What the task requires | In the listing below, find each line holding "every" and copy it.

Materials provided |

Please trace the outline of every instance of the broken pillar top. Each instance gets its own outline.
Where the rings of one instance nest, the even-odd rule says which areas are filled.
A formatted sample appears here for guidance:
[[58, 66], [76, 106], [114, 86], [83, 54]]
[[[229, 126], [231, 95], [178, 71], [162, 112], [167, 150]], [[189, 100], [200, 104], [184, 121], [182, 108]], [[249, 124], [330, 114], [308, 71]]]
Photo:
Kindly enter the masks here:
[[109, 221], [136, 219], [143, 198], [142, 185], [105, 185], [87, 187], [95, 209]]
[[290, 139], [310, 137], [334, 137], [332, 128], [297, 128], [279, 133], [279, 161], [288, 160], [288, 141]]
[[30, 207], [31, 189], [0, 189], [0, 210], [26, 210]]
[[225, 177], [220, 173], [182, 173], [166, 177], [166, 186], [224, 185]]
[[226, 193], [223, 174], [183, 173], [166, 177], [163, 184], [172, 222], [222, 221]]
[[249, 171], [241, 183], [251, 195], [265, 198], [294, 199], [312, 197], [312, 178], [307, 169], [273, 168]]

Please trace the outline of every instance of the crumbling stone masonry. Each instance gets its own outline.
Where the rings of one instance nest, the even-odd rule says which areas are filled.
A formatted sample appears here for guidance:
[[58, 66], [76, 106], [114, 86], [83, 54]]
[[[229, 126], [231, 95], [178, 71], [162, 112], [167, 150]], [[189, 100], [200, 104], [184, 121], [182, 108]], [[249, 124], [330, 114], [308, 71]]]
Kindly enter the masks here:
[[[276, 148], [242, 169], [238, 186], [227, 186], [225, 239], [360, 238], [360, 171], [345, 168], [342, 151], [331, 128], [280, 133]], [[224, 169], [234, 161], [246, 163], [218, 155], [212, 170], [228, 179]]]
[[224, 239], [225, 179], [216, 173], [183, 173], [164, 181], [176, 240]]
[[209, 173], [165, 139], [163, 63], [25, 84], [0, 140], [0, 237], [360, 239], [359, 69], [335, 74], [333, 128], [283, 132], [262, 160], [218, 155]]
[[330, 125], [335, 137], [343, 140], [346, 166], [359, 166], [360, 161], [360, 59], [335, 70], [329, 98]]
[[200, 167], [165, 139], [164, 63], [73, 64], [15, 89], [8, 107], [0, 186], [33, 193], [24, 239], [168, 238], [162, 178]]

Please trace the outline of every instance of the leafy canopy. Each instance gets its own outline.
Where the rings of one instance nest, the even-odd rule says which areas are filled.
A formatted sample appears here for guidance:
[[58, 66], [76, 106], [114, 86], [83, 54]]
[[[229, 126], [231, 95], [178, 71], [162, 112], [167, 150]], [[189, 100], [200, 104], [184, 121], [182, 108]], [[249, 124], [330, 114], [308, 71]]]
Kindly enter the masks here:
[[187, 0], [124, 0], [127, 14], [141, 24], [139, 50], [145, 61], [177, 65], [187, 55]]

Task output |
Please trace the outline of every instance of the broken pillar top. Each instance gets its own outline.
Please trace the outline of every instance of the crumbling stone masonry. Each instance gets its own outline.
Please trace the outline of every instance of the leafy canopy. Each instance gets its own outline.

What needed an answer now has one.